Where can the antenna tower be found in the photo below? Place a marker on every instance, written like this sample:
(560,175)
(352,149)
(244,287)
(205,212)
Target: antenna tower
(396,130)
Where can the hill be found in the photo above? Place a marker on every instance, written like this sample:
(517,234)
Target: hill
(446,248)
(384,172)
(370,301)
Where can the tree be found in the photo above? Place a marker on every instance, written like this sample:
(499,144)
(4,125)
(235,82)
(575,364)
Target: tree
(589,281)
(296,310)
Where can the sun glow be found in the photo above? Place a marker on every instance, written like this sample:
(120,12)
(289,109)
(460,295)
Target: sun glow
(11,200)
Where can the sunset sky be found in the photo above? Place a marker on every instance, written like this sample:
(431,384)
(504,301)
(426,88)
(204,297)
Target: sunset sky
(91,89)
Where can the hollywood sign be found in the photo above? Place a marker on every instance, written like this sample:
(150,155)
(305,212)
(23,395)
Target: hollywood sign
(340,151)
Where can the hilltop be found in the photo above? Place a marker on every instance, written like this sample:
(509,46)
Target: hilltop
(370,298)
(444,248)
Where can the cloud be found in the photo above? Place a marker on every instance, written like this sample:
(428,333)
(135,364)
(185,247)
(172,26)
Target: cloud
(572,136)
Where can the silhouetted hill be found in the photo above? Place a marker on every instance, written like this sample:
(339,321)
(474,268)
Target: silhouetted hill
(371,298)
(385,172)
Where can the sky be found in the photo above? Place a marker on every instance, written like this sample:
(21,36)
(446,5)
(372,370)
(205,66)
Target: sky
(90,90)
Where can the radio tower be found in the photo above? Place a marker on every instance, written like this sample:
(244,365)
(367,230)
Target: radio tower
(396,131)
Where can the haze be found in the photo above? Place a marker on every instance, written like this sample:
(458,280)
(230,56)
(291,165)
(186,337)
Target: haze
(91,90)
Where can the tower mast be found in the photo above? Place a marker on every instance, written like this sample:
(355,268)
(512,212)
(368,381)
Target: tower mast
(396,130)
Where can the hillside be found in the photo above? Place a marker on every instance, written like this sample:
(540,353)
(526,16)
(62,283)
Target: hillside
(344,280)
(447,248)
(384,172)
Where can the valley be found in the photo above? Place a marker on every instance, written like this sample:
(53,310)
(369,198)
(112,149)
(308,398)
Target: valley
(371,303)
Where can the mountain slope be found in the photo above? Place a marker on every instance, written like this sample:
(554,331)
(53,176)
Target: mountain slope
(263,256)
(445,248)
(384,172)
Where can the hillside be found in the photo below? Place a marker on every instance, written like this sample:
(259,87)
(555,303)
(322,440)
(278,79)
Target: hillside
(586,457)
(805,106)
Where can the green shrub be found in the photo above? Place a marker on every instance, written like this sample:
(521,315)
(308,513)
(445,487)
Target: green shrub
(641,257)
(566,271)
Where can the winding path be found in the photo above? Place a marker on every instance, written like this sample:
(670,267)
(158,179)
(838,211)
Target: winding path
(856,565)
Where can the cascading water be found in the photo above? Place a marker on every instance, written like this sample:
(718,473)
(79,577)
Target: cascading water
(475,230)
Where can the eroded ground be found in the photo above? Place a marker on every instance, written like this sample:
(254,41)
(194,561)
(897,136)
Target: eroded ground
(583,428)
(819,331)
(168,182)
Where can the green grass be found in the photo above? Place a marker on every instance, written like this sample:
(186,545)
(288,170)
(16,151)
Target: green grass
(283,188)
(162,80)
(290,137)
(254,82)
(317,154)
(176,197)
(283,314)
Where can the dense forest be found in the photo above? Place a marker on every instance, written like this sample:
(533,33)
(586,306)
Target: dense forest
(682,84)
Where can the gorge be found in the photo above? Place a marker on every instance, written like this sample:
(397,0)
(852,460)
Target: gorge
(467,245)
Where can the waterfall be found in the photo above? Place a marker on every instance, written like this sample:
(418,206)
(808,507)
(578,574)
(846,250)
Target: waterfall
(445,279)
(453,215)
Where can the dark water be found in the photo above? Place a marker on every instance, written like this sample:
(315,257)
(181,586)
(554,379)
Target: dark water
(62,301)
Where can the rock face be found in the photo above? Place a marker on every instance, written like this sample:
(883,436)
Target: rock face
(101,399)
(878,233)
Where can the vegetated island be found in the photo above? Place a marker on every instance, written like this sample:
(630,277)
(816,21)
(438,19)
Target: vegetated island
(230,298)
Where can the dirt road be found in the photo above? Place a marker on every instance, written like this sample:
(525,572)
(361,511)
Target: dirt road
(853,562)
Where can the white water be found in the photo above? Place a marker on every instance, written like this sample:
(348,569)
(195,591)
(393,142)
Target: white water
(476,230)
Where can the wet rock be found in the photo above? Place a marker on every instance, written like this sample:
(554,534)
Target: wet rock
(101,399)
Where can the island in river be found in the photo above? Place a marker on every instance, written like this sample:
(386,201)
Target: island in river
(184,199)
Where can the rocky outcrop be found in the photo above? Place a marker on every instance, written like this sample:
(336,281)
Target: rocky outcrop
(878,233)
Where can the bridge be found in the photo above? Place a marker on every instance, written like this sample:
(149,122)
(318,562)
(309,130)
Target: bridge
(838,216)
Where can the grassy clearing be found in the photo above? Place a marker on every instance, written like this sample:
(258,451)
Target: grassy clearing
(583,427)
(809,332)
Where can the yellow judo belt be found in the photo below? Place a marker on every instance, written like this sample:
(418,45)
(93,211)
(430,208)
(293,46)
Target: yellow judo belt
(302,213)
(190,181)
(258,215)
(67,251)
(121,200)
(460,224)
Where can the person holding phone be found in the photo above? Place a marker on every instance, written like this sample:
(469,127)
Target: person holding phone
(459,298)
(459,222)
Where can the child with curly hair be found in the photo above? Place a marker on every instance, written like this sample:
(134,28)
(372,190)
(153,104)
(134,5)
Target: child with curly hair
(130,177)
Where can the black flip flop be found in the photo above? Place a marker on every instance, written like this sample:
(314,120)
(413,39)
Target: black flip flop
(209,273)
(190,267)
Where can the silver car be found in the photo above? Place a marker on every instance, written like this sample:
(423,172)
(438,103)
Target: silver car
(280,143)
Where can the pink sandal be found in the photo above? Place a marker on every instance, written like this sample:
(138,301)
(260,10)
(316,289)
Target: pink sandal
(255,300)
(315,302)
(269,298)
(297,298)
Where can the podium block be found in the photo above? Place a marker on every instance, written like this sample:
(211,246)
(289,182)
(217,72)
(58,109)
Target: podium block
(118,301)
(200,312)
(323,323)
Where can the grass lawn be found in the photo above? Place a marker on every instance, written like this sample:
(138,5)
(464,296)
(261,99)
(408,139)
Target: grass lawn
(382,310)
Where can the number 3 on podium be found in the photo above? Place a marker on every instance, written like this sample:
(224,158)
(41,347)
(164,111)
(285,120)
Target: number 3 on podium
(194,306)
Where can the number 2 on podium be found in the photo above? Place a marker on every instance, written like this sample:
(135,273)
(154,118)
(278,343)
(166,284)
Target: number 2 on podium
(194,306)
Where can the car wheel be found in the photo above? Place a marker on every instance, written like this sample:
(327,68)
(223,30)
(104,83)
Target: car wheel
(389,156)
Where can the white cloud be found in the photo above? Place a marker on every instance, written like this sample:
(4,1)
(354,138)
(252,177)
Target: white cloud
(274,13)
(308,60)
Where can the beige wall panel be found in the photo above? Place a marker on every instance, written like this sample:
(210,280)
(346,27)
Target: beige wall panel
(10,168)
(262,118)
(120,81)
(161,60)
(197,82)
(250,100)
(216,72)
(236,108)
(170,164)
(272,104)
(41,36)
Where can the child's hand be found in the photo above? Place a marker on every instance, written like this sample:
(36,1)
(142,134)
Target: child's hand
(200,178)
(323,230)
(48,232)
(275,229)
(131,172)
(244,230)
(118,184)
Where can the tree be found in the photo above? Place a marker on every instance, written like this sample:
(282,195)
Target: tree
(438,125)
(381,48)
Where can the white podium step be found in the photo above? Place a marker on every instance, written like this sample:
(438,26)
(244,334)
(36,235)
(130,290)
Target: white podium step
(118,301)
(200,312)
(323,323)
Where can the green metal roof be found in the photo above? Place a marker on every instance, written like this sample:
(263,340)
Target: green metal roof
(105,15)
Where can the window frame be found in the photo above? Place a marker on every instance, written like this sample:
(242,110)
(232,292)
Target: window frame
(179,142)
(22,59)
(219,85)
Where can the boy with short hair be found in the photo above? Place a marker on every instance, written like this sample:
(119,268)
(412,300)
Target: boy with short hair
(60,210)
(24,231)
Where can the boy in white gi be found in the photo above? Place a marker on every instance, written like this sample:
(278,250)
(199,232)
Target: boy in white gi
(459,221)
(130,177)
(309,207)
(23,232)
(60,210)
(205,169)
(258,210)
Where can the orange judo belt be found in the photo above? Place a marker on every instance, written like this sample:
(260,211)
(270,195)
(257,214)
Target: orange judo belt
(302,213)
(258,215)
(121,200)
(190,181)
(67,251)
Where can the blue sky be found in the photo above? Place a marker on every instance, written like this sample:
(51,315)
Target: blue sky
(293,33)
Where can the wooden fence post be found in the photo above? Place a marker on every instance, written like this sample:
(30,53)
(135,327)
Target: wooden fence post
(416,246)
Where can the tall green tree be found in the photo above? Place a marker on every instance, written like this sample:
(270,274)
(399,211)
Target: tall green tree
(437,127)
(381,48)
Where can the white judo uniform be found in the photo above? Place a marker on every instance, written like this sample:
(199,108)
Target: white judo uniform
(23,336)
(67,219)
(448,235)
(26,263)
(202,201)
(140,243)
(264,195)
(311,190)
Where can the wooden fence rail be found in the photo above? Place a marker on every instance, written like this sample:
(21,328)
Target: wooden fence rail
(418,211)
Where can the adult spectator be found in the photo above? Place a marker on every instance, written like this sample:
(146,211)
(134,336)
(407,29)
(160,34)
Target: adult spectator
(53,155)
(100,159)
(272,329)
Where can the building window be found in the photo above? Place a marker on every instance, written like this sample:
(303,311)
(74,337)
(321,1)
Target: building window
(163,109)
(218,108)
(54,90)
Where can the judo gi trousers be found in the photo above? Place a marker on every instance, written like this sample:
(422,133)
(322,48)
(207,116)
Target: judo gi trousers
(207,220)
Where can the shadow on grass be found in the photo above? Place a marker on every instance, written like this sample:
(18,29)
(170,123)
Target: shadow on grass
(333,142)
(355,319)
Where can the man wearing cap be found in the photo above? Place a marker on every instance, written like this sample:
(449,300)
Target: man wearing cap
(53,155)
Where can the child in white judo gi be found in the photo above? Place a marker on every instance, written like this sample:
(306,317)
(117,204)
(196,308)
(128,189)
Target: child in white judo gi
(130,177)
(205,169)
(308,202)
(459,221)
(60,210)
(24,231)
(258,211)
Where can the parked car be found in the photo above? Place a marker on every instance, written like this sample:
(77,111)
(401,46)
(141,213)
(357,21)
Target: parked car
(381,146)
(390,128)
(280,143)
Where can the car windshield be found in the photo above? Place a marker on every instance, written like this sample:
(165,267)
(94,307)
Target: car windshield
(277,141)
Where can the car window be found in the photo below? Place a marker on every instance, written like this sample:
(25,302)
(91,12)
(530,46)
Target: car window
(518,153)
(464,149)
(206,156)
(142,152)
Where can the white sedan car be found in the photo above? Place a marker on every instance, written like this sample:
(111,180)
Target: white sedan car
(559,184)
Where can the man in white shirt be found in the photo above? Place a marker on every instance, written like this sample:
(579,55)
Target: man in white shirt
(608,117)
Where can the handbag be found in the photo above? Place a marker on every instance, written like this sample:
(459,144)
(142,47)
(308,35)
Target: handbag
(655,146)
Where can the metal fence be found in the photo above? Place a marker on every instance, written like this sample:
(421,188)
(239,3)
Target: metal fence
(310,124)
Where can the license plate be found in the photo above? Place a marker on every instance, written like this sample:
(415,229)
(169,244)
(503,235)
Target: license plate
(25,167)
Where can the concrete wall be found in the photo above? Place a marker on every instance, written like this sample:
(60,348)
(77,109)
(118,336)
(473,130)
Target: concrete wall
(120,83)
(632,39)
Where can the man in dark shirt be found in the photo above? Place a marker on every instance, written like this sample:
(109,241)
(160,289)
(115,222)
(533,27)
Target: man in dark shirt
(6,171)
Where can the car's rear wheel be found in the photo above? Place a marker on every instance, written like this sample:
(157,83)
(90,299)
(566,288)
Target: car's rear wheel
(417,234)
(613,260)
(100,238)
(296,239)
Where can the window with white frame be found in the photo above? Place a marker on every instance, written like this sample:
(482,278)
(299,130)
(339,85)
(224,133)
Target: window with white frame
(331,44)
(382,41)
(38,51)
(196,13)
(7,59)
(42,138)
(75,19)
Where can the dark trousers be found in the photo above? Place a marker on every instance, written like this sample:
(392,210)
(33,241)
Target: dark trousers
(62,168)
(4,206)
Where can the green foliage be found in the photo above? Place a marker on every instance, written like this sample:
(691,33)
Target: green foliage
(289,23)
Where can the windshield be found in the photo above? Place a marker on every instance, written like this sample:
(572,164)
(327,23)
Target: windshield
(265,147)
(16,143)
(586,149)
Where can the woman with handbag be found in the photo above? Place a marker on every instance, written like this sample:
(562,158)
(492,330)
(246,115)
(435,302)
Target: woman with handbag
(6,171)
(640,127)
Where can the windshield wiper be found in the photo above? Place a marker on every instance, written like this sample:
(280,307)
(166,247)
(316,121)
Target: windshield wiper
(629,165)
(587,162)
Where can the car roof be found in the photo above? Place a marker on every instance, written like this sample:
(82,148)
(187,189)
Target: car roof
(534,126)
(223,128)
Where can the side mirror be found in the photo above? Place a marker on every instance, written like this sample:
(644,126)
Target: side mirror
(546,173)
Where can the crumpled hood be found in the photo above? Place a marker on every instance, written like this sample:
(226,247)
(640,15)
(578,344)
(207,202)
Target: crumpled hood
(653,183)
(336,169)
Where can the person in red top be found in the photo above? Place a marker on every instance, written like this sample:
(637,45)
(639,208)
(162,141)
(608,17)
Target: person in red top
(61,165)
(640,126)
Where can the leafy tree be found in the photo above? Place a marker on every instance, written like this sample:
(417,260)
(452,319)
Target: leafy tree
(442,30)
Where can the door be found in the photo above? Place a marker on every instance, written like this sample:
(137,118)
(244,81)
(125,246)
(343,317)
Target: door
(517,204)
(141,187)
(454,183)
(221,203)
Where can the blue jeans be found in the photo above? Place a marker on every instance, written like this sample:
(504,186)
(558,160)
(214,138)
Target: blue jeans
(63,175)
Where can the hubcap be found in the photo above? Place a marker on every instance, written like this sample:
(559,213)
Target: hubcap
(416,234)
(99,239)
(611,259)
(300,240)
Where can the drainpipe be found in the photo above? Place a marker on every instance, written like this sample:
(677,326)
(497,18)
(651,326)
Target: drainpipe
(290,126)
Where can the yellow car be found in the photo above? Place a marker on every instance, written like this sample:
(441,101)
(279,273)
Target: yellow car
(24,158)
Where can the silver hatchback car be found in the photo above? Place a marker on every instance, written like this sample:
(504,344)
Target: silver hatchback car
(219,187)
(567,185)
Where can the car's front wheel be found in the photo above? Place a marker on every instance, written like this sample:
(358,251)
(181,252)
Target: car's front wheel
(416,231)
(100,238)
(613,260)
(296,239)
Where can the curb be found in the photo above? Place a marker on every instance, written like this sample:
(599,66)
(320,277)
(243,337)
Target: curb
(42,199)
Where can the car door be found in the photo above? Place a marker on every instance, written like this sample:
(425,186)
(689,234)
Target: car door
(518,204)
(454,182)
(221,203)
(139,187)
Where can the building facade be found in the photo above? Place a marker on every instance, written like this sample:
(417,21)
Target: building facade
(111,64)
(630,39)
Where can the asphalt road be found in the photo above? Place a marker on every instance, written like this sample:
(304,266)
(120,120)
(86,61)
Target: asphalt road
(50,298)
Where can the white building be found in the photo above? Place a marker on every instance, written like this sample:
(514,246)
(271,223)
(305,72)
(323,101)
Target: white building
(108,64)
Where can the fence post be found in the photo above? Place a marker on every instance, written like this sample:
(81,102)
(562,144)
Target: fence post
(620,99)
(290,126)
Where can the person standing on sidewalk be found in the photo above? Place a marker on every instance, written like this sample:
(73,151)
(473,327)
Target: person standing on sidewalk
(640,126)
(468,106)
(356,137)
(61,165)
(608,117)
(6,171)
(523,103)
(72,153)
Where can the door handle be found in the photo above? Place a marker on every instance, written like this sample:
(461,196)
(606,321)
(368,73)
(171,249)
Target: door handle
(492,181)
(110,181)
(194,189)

Brief — Starting at the line with "Where can the car door", copy every line up to and including the last one in the entries above.

Expected output —
Where can the car door be found in the photo above? Place a marker on every instance, written like this sample:
(425,186)
(689,234)
Target: car door
(518,204)
(454,182)
(221,203)
(139,187)
Where can the building facade be found in the photo above? Place a marker on every instance, written like this sample:
(417,21)
Target: building facade
(111,64)
(630,39)
Where can the asphalt road be found in the photo above? Place a marker on every instance, written like this sample:
(304,266)
(120,120)
(86,61)
Target: asphalt road
(50,298)
Where can the white building be found in the photo above? Place a marker on every instance, written like this sample:
(514,246)
(271,223)
(305,72)
(323,101)
Target: white building
(108,64)
Where can the fence post be found in the photo above? Place a marker on every instance, written like this sample:
(81,102)
(562,144)
Target: fence post
(620,99)
(290,126)
Where can the person standing on sidewalk be found in the photo above? Place a marker on every instance, written like this sample:
(73,151)
(473,327)
Target: person standing on sidewalk
(640,126)
(468,106)
(356,137)
(61,165)
(608,117)
(6,171)
(523,103)
(72,153)
Where can the door handle be found in the photo above? Place a marker on every instance, written like this sample:
(461,196)
(606,321)
(368,73)
(171,249)
Target: door handle
(492,181)
(110,181)
(194,189)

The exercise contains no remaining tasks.